# Aim
Convert the section of the records below, from the line containing "[mask] road surface -> every instance" through the line containing "76 58 L 76 62", into a two-column CSV with the headers input and output. Give one row per item, with its text and its answer each in one quoted field and line breaks replaced by spaces, and leave out the pictures.

*** Dataset content

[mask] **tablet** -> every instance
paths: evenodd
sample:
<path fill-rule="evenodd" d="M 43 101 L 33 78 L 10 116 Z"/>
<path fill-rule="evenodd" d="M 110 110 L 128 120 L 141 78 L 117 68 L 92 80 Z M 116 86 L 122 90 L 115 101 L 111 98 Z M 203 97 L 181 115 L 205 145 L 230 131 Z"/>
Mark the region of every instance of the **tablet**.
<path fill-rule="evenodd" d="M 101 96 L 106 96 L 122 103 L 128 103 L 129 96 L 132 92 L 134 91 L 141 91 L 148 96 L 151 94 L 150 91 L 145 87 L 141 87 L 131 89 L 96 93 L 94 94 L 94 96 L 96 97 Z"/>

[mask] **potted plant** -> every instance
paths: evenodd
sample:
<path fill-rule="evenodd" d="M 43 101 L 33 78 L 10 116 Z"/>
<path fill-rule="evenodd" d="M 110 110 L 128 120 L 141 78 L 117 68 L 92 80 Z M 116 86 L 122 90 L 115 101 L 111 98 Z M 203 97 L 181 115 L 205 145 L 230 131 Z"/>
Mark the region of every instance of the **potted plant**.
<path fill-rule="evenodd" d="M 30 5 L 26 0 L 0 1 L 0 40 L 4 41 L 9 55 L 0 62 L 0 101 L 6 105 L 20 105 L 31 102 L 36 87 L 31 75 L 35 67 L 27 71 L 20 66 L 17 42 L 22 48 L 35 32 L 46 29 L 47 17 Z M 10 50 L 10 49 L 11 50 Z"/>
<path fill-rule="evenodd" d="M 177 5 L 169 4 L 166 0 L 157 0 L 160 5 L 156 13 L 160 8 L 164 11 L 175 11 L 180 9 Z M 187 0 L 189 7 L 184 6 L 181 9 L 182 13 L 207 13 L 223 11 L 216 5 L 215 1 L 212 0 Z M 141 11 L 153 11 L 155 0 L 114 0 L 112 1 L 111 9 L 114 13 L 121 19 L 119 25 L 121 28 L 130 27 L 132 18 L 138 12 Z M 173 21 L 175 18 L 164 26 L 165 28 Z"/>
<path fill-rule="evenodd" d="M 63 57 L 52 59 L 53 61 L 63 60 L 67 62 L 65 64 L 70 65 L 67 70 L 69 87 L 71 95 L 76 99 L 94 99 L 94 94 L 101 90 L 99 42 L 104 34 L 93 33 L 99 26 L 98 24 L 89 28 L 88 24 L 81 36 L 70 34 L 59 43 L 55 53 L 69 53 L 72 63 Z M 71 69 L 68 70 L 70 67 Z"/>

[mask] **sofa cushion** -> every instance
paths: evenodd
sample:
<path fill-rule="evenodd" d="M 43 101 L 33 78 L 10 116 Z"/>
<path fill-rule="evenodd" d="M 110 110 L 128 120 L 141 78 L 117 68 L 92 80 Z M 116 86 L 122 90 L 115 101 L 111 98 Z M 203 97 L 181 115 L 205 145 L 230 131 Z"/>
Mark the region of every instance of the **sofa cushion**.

******
*** Dataset content

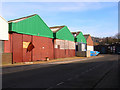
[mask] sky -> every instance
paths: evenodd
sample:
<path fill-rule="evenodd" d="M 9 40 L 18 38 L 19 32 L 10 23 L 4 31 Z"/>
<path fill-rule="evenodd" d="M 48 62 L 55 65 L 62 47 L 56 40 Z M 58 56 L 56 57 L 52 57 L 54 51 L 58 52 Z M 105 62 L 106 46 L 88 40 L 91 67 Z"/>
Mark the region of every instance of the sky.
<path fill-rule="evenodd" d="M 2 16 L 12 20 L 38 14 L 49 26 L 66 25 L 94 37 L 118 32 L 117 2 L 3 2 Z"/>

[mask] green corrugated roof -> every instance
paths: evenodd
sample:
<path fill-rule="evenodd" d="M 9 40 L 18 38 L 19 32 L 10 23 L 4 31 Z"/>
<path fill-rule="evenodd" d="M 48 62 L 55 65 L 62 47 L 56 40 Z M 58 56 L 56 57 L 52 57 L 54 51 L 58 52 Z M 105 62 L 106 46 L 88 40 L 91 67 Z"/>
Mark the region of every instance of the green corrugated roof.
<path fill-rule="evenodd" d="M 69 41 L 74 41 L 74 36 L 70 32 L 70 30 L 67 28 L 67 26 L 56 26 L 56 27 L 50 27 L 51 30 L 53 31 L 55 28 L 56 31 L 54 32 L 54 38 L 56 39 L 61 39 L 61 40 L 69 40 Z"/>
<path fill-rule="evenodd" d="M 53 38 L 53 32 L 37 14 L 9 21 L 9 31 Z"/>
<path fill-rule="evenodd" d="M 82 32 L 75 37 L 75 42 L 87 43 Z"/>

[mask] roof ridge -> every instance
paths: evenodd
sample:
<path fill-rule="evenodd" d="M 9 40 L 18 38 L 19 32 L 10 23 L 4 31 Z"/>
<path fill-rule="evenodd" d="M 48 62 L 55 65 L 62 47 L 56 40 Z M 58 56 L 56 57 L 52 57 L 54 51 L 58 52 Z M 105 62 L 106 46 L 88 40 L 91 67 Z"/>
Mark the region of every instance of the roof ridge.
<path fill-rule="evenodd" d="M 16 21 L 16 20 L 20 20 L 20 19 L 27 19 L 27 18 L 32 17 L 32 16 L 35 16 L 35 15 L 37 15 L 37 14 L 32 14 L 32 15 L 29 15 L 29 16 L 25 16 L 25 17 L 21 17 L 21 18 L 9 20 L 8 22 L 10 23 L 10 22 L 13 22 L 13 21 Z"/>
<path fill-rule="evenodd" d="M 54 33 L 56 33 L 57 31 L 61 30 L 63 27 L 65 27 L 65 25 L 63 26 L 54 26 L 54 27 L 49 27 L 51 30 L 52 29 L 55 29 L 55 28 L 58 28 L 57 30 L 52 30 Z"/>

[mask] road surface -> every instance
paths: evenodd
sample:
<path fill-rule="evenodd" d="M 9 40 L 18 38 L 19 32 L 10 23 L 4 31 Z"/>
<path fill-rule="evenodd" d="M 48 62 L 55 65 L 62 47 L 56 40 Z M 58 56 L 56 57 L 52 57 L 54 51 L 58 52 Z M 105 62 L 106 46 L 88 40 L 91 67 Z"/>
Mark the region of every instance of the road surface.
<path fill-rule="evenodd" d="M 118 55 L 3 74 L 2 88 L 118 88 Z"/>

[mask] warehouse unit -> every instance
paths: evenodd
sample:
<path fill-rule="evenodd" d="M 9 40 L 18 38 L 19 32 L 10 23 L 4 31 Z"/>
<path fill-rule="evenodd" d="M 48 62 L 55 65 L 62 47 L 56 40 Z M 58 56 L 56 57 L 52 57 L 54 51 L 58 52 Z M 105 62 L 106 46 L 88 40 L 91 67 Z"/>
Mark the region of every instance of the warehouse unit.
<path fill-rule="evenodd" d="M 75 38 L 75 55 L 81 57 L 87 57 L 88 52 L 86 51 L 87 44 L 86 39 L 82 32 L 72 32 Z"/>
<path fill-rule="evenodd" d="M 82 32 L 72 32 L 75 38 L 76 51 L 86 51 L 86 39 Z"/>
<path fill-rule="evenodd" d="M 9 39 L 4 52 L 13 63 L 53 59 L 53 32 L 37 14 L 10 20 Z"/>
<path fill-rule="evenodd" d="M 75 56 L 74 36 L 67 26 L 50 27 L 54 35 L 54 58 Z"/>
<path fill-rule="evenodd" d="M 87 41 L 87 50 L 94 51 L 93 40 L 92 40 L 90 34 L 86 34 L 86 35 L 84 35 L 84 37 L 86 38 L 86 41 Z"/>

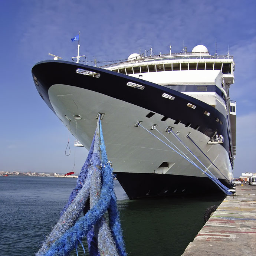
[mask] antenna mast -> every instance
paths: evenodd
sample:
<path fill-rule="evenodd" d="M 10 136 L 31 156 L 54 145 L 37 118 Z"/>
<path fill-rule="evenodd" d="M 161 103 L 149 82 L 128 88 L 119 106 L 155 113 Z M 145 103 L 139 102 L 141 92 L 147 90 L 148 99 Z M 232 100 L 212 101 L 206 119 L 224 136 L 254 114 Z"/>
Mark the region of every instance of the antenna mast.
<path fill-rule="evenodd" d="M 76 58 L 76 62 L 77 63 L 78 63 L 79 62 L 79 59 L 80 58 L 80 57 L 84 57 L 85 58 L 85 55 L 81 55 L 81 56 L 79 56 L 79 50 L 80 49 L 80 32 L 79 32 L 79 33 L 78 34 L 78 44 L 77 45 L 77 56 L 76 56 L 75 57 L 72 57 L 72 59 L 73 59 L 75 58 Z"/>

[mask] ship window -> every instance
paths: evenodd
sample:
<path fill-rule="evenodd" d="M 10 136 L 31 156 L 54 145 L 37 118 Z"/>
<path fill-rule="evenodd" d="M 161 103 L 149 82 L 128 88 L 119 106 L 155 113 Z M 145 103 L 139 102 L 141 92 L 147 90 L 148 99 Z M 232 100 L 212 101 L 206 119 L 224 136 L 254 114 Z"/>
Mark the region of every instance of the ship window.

******

# Written solution
input,output
"[mask] road surface -> every instance paths: evenodd sample: <path fill-rule=""evenodd"" d=""M 9 40 L 18 38 L 19 32 L 10 23 L 4 31 Z""/> <path fill-rule=""evenodd"" d=""M 48 62 L 55 65 L 62 47 L 56 40 Z M 58 56 L 56 57 L 52 57 L 54 51 L 58 52 Z M 105 62 L 106 46 L 88 40 L 91 67 Z""/> Mark the region of every instance of the road surface.","<path fill-rule=""evenodd"" d=""M 118 55 L 3 74 L 2 88 L 118 88 Z""/>"
"[mask] warehouse unit -> every instance paths: evenodd sample: <path fill-rule=""evenodd"" d=""M 9 40 L 18 38 L 19 32 L 10 23 L 4 31 Z""/> <path fill-rule=""evenodd"" d=""M 48 62 L 55 65 L 62 47 L 56 40 Z M 58 56 L 56 57 L 52 57 L 54 51 L 58 52 Z M 105 62 L 106 46 L 88 40 L 91 67 Z""/> Mark the region of every instance of the warehouse unit.","<path fill-rule=""evenodd"" d=""M 75 38 L 75 55 L 81 57 L 87 57 L 88 52 L 86 51 L 87 44 L 86 39 L 82 32 L 72 32 Z""/> <path fill-rule=""evenodd"" d=""M 82 32 L 72 32 L 75 38 L 76 51 L 86 51 L 86 39 Z""/> <path fill-rule=""evenodd"" d=""M 9 39 L 4 52 L 13 63 L 53 59 L 53 32 L 37 14 L 10 20 Z""/> <path fill-rule=""evenodd"" d=""M 75 56 L 74 36 L 67 26 L 50 27 L 54 35 L 54 58 Z""/> <path fill-rule=""evenodd"" d=""M 87 41 L 87 50 L 94 51 L 93 40 L 92 40 L 90 34 L 86 34 L 86 35 L 84 35 L 84 37 L 86 38 L 86 41 Z""/>"
"[mask] antenna mast -> every instance paths: evenodd sample: <path fill-rule=""evenodd"" d=""M 10 136 L 31 156 L 54 145 L 37 118 Z""/> <path fill-rule=""evenodd"" d=""M 161 103 L 149 82 L 128 88 L 119 106 L 155 113 Z M 145 103 L 139 102 L 141 92 L 147 90 L 148 99 Z M 232 100 L 212 101 L 206 119 L 224 136 L 254 114 Z""/> Mark the region of every instance of the antenna mast.","<path fill-rule=""evenodd"" d=""M 76 58 L 76 62 L 77 63 L 78 63 L 79 62 L 79 59 L 80 58 L 80 57 L 84 57 L 85 58 L 85 55 L 81 55 L 81 56 L 79 56 L 79 50 L 80 49 L 80 32 L 79 32 L 79 33 L 78 34 L 78 44 L 77 45 L 77 56 L 76 56 L 75 57 L 72 57 L 72 59 L 73 59 L 75 58 Z""/>"